---- INFORMATION SHOWN

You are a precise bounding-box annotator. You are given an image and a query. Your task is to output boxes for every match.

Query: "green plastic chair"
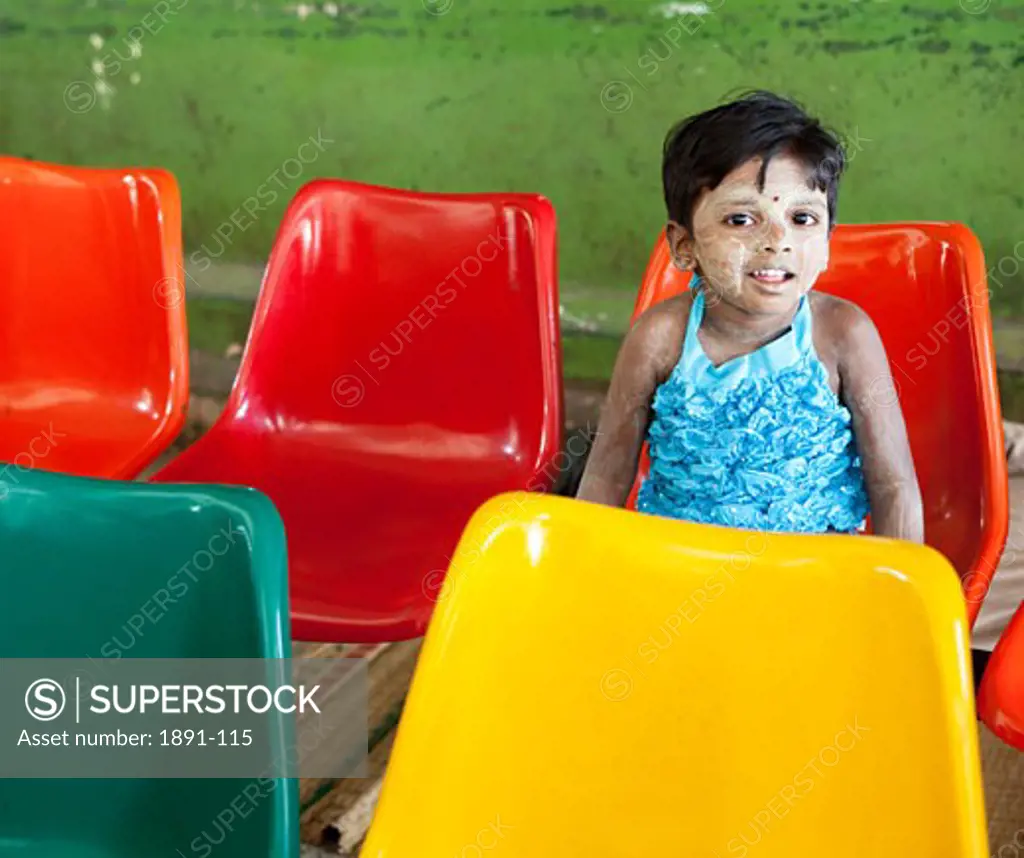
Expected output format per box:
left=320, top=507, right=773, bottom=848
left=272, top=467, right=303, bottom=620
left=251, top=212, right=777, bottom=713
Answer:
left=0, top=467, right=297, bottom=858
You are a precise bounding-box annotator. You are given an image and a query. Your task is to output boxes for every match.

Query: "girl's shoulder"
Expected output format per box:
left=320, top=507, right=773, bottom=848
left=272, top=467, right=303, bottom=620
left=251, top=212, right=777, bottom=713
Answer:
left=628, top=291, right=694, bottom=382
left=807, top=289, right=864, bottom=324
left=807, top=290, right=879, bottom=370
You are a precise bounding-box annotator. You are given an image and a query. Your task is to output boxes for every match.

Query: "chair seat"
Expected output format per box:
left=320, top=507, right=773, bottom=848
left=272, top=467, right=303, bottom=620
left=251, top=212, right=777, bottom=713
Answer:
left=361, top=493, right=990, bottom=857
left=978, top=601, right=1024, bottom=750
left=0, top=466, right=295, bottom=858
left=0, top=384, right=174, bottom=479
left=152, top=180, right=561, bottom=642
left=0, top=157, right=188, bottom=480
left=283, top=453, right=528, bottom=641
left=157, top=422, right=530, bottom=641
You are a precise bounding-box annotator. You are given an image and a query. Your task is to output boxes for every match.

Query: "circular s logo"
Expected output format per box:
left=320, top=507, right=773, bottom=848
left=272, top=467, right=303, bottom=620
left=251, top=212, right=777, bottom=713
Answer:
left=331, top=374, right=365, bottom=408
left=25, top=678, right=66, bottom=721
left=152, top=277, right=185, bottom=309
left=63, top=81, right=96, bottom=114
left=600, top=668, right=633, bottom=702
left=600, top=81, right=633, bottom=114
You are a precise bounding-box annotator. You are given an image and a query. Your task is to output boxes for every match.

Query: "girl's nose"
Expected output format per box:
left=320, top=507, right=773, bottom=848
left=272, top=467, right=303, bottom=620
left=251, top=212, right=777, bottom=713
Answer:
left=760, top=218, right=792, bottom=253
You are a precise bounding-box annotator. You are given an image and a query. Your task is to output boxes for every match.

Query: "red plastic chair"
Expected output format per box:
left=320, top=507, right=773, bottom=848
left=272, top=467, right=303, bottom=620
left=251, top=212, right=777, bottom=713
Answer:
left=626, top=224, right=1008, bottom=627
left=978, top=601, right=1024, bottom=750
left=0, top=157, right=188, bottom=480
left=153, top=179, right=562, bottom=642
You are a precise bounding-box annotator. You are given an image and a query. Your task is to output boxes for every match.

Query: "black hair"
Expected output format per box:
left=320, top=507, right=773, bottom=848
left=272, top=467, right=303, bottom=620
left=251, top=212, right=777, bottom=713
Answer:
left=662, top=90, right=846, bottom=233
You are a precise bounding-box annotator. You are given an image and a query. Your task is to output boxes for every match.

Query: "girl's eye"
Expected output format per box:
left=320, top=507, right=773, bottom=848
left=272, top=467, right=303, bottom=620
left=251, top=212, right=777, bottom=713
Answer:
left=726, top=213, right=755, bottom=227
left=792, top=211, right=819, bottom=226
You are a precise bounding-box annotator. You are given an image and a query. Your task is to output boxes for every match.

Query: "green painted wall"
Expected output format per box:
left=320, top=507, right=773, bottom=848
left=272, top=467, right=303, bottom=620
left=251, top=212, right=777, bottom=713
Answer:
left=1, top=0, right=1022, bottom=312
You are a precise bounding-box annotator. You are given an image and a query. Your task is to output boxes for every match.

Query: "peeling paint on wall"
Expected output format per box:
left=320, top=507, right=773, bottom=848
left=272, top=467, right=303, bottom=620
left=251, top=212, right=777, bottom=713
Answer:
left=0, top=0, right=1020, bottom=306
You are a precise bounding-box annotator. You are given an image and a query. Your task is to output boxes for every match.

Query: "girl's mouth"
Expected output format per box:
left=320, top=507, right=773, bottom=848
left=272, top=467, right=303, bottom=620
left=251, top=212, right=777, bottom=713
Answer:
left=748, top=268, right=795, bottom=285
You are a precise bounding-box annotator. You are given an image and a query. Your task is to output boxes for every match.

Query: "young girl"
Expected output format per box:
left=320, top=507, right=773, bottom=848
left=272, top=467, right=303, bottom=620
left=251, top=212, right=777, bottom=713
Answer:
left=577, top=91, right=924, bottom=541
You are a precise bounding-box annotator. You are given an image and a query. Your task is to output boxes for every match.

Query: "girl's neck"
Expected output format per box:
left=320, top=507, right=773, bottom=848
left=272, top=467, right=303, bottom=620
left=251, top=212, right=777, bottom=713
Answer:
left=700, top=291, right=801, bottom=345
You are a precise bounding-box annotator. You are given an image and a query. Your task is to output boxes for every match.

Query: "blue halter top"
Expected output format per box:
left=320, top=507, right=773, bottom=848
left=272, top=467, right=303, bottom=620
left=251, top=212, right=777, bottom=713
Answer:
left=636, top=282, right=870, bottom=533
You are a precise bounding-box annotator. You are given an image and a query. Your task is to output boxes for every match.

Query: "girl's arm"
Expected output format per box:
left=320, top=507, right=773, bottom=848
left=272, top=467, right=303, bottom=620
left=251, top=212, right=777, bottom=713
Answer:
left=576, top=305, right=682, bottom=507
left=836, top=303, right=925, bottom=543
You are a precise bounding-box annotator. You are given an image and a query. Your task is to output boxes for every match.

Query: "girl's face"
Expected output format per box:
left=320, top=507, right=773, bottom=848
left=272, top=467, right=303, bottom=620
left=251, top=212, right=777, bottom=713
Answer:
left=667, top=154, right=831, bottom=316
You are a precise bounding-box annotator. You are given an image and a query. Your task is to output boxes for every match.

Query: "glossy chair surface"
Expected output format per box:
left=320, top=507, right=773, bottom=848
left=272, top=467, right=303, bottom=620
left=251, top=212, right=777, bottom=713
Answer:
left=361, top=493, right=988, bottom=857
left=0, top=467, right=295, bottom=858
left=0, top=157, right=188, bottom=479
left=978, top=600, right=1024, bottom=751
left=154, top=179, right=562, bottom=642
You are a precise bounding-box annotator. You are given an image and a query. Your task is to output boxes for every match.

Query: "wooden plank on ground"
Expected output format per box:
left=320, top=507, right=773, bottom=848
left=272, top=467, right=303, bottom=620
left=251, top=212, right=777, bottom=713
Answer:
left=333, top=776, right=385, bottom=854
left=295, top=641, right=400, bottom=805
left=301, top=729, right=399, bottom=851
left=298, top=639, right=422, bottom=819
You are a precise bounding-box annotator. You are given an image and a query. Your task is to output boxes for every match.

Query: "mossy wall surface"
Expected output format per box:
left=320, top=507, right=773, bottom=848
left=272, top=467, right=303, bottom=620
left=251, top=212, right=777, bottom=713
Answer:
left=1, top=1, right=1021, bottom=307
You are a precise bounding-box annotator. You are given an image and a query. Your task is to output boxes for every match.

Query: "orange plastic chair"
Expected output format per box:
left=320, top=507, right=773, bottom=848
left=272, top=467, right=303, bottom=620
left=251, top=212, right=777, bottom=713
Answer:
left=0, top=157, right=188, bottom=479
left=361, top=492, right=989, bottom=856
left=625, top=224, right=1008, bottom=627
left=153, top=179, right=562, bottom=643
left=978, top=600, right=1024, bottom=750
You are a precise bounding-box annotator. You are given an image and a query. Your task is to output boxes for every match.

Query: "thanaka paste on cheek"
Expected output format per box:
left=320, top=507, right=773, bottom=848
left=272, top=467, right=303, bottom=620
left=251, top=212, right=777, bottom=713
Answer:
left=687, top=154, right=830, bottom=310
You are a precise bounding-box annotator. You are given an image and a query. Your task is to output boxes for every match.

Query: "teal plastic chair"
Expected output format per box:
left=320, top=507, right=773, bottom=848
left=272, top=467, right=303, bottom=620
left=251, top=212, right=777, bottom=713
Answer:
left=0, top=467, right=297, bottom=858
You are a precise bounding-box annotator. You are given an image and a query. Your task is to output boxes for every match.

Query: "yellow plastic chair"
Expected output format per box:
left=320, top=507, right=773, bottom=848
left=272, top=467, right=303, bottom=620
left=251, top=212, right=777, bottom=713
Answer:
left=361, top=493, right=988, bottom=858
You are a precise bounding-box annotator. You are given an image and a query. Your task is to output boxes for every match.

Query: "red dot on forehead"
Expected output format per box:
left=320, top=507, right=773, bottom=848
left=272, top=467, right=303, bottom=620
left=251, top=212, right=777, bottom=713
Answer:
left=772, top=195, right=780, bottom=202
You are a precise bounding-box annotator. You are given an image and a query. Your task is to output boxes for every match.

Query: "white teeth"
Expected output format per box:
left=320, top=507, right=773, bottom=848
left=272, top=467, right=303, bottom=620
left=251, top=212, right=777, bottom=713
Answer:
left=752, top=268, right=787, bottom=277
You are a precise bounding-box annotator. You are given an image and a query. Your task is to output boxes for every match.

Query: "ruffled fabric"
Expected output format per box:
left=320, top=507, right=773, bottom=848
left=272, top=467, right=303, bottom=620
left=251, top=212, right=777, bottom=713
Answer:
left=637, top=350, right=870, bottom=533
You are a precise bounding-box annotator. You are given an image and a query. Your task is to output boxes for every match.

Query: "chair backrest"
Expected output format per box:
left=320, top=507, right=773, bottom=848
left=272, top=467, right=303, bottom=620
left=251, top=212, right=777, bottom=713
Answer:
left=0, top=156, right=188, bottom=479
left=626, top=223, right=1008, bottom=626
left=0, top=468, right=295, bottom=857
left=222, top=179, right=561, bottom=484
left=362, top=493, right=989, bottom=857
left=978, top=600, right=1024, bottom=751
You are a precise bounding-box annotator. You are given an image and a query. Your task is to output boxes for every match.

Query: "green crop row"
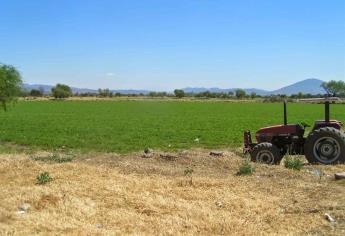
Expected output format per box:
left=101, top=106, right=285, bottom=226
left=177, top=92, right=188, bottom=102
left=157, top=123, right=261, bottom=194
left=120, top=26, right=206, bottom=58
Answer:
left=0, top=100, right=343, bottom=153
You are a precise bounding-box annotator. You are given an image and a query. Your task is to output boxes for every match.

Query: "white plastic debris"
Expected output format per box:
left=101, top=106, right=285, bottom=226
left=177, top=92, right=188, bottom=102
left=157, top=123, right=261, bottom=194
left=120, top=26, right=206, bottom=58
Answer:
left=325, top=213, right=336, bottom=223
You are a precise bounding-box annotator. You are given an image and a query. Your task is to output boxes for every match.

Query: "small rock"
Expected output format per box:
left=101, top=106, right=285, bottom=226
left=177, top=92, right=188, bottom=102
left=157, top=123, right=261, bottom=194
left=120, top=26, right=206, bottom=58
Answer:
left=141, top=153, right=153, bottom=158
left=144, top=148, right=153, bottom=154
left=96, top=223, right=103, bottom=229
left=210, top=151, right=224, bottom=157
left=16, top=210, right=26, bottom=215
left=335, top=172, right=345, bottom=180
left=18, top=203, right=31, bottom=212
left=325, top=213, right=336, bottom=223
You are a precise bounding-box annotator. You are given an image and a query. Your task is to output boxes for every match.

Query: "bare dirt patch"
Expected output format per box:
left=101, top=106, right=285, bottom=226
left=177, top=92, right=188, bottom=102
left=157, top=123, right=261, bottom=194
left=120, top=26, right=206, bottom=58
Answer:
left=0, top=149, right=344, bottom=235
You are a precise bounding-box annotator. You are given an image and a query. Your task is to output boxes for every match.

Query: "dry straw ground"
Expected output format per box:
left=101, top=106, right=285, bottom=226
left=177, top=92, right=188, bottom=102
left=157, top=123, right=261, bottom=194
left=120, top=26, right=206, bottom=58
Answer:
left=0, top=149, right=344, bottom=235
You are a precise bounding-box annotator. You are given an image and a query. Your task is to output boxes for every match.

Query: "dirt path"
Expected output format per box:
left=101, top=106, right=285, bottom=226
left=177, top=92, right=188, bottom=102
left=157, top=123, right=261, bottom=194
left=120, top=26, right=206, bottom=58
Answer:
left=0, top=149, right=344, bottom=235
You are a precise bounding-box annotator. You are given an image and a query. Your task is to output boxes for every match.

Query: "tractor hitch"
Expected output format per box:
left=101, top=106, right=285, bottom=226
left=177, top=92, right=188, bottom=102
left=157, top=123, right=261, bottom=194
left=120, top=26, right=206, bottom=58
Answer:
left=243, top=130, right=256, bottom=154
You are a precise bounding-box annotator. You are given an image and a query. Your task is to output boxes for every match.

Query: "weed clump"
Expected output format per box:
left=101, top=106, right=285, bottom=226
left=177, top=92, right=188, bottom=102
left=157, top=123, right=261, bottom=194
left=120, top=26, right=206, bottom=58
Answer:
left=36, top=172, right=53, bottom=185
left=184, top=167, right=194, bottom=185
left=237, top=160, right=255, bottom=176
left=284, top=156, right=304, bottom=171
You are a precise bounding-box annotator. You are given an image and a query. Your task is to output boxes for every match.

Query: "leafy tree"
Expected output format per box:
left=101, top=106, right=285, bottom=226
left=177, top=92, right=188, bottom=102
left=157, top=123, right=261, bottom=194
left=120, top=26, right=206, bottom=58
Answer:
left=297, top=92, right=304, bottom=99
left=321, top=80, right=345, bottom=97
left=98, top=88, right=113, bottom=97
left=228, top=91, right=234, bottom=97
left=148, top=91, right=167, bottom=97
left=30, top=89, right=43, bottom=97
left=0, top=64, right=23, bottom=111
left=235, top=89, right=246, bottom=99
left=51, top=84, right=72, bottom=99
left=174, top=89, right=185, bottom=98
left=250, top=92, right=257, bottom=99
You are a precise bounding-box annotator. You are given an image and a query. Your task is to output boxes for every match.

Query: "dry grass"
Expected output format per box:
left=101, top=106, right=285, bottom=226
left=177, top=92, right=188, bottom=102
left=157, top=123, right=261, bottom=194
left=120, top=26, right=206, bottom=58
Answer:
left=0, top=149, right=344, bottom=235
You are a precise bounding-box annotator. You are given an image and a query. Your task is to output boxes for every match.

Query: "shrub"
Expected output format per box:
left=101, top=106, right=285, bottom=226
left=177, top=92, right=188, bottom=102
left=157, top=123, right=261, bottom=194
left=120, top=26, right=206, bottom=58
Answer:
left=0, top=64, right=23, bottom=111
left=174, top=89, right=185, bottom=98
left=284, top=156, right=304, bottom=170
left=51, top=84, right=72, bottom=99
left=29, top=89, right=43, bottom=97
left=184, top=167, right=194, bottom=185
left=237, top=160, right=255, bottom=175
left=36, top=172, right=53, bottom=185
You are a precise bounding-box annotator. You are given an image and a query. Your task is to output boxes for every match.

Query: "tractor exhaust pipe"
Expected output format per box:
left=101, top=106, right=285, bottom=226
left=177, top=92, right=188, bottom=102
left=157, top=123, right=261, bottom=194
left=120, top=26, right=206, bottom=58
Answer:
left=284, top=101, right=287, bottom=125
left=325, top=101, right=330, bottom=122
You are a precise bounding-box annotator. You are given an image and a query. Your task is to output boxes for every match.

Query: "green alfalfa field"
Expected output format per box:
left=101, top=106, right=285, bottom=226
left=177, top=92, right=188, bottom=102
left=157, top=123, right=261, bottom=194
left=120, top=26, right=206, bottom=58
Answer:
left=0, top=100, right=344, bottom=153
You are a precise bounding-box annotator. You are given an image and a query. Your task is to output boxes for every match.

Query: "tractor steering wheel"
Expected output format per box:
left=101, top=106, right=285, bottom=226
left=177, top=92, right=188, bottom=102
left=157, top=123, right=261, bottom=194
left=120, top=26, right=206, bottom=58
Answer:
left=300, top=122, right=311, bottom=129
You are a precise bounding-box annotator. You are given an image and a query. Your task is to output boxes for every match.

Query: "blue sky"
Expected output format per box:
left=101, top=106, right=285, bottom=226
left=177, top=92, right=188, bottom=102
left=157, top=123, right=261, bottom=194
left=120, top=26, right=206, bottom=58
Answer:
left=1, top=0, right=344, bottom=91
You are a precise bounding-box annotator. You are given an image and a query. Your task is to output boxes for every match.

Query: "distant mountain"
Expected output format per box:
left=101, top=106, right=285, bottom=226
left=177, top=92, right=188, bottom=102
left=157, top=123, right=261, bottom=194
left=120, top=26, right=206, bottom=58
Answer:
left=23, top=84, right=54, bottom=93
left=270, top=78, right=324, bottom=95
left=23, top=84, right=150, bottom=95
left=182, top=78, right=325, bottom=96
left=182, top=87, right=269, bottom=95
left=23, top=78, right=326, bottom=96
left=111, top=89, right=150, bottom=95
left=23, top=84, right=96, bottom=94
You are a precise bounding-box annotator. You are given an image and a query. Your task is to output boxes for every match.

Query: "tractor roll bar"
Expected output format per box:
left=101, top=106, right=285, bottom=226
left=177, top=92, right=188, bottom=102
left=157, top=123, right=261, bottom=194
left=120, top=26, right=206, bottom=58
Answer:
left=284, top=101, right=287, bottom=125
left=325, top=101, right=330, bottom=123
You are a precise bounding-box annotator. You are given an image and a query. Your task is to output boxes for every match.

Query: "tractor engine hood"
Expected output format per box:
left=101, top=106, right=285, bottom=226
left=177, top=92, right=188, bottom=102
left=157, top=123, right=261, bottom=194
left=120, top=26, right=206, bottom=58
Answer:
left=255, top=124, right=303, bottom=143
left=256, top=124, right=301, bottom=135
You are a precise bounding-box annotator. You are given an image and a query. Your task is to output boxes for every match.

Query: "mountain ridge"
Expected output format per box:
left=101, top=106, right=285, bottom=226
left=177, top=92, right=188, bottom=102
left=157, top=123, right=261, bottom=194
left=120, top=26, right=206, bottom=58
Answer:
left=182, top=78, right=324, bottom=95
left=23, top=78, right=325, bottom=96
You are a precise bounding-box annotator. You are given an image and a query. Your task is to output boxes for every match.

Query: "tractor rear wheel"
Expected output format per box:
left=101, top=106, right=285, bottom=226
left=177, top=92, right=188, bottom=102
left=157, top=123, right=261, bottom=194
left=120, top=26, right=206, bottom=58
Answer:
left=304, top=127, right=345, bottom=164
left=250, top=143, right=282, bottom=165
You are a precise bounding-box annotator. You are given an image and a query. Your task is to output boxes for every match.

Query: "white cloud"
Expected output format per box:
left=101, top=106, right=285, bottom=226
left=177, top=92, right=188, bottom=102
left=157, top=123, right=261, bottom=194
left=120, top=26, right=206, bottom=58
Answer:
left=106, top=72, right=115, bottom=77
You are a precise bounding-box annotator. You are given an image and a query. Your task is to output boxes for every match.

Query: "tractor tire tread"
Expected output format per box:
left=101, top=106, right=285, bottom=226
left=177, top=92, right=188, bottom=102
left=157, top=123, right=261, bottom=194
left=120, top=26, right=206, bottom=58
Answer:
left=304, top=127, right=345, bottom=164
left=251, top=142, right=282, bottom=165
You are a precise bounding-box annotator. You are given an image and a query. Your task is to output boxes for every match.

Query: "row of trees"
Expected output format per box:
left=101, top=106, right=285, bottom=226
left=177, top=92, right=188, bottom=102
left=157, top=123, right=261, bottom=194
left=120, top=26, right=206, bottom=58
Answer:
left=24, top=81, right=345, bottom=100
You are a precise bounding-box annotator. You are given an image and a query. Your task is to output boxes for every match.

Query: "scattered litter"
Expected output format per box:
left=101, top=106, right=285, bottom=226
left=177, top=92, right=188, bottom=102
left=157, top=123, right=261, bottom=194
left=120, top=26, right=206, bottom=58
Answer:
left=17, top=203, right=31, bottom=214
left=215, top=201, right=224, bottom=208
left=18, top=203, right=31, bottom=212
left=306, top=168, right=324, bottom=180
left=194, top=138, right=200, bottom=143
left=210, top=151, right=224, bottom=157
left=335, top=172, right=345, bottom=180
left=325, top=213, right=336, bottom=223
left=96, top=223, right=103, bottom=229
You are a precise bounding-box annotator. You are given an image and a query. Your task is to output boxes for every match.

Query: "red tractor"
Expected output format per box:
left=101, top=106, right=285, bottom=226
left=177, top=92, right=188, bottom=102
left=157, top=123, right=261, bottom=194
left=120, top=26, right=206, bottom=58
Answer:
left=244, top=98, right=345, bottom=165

--------

__WHAT IS REQUIRED__
The answer is a single number: how many lines in the data above hold the string "green".

__SOLUTION TO THE EXERCISE__
4